Texto proporcionado:

+++++

Taller: Artesanía Auinecan
Oficio: Tejeduría y bisutería
Ruta: Ruta Macondo
Ubicación: Santa Marta, Macondo
Los indígenas kogui de la Sierra Nevada de Santa Marta crecen oyendo este mito de origen:
“Primero estaba el mar. Todo estaba oscuro. No había sol, ni luna, ni gente, ni animales, ni plantas. Solo el mar estaba en todas partes. El mar era la madre. Ella era agua y agua por todas partes y ella era río, laguna, quebrada y mar y así ella estaba en todas partes. Así, primero solo estaba La Madre. Se llamaba Gaulchováng. La madre no era gente, ni nada, ni cosa alguna. Ella era aluna. Ella era espíritu de lo que iba a venir y ella era pensamiento y memoria. Así la Madre existió solo en aluna, en el mundo más abajo, en la última profundidad, sola”.

+++++

Tus instrucciones: En el texto, la frase que empieza con «No había» nombra lo que no existía al principio. Enumera todo lo que menciona. El material no interviene en nada de esto.

[Datos recopilados]

+++++

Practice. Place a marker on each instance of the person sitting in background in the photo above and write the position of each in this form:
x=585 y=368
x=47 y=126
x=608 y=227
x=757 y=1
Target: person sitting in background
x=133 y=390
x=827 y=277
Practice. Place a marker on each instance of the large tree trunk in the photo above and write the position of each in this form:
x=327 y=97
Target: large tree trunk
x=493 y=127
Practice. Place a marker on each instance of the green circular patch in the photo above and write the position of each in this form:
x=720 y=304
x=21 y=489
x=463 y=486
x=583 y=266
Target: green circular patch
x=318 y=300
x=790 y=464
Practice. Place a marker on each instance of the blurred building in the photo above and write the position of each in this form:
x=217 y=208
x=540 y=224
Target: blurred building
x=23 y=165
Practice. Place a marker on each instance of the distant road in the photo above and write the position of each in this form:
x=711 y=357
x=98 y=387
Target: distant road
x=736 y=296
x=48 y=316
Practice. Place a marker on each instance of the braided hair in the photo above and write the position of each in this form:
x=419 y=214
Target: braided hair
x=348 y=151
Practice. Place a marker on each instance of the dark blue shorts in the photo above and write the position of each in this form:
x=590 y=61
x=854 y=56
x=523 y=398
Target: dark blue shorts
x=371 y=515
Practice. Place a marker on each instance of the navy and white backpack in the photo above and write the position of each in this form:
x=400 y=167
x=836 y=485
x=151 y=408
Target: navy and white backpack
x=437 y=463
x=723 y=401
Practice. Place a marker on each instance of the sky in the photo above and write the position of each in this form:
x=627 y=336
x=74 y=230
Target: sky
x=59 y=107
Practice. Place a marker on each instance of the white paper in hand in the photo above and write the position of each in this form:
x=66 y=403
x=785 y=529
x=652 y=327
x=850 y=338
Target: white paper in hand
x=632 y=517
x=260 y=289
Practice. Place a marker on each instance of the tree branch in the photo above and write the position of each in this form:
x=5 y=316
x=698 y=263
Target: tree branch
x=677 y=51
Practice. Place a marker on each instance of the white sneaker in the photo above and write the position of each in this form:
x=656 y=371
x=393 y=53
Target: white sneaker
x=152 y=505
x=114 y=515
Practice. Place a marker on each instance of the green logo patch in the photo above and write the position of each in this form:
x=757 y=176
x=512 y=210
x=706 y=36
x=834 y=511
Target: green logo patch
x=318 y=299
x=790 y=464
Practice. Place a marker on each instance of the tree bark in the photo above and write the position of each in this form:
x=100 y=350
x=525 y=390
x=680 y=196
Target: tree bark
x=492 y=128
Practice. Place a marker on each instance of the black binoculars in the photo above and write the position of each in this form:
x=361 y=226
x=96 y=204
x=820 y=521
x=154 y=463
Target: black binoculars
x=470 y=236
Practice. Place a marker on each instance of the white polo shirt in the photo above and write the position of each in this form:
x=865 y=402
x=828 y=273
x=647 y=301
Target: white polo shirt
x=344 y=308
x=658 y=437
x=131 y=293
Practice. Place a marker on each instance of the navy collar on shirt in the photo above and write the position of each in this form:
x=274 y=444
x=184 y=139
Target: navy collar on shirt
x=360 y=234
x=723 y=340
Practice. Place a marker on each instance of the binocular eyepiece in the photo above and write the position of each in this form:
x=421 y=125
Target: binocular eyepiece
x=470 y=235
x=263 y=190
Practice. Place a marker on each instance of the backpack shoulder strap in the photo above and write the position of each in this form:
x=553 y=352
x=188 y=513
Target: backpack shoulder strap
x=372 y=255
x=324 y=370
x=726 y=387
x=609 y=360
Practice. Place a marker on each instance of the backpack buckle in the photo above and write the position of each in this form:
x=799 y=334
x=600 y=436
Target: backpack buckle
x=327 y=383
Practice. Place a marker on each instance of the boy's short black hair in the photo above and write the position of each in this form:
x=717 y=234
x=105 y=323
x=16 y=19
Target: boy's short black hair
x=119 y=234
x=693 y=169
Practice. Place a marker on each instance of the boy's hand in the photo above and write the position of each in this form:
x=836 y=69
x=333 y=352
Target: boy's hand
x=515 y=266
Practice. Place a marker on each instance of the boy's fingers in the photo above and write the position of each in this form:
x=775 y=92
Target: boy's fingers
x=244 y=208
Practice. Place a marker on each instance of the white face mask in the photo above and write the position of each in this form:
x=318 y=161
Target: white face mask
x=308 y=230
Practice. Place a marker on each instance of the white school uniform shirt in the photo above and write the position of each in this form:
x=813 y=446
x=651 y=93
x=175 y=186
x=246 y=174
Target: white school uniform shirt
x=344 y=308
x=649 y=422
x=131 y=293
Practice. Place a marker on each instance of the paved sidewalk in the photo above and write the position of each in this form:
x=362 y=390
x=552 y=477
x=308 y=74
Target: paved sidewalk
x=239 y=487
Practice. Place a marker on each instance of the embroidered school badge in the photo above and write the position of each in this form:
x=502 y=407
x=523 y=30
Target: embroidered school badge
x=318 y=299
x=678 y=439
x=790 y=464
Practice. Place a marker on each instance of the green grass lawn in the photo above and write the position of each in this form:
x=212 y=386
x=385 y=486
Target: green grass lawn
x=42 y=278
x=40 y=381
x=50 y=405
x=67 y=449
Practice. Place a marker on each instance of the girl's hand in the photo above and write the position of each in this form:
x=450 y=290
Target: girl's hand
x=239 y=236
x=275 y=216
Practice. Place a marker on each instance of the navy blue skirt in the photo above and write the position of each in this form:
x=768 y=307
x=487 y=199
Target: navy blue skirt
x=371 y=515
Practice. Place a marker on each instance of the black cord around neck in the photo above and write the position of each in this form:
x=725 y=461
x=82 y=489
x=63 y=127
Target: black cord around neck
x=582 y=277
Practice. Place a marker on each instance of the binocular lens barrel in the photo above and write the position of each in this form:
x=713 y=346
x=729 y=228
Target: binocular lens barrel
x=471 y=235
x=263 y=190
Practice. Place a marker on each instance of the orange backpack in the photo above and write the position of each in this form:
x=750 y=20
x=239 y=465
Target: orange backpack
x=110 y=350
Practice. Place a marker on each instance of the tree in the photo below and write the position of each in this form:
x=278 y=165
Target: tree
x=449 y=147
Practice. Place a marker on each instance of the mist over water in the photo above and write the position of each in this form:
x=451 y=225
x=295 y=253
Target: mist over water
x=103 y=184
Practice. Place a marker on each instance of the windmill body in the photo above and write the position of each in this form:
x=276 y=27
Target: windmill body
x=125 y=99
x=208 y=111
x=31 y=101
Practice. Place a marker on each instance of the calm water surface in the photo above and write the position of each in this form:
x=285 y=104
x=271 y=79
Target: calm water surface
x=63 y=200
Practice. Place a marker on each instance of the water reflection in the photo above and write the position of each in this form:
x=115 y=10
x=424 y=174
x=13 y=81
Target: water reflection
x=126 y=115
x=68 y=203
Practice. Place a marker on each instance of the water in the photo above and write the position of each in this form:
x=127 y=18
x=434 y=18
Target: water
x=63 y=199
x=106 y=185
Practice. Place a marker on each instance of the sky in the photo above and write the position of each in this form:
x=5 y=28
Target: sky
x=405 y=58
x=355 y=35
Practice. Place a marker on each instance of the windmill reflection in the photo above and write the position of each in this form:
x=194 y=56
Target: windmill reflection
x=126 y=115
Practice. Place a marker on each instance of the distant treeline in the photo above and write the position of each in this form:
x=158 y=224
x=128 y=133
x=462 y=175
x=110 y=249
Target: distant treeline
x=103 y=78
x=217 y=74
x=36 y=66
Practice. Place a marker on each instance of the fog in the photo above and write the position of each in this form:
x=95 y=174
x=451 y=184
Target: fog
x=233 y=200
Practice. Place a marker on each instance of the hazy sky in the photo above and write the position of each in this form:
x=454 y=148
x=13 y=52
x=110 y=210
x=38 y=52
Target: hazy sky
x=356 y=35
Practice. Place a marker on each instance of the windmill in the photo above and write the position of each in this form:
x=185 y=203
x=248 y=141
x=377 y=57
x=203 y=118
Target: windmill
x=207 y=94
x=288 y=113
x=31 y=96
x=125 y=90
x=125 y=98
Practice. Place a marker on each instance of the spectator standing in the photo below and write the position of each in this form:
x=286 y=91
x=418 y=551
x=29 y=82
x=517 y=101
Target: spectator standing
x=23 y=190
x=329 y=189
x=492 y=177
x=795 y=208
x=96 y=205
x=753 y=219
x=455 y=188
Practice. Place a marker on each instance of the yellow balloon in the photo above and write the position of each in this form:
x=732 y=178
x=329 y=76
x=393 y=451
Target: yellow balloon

+++++

Tarea resuelta: Sol, luna, gente, animales y plantas.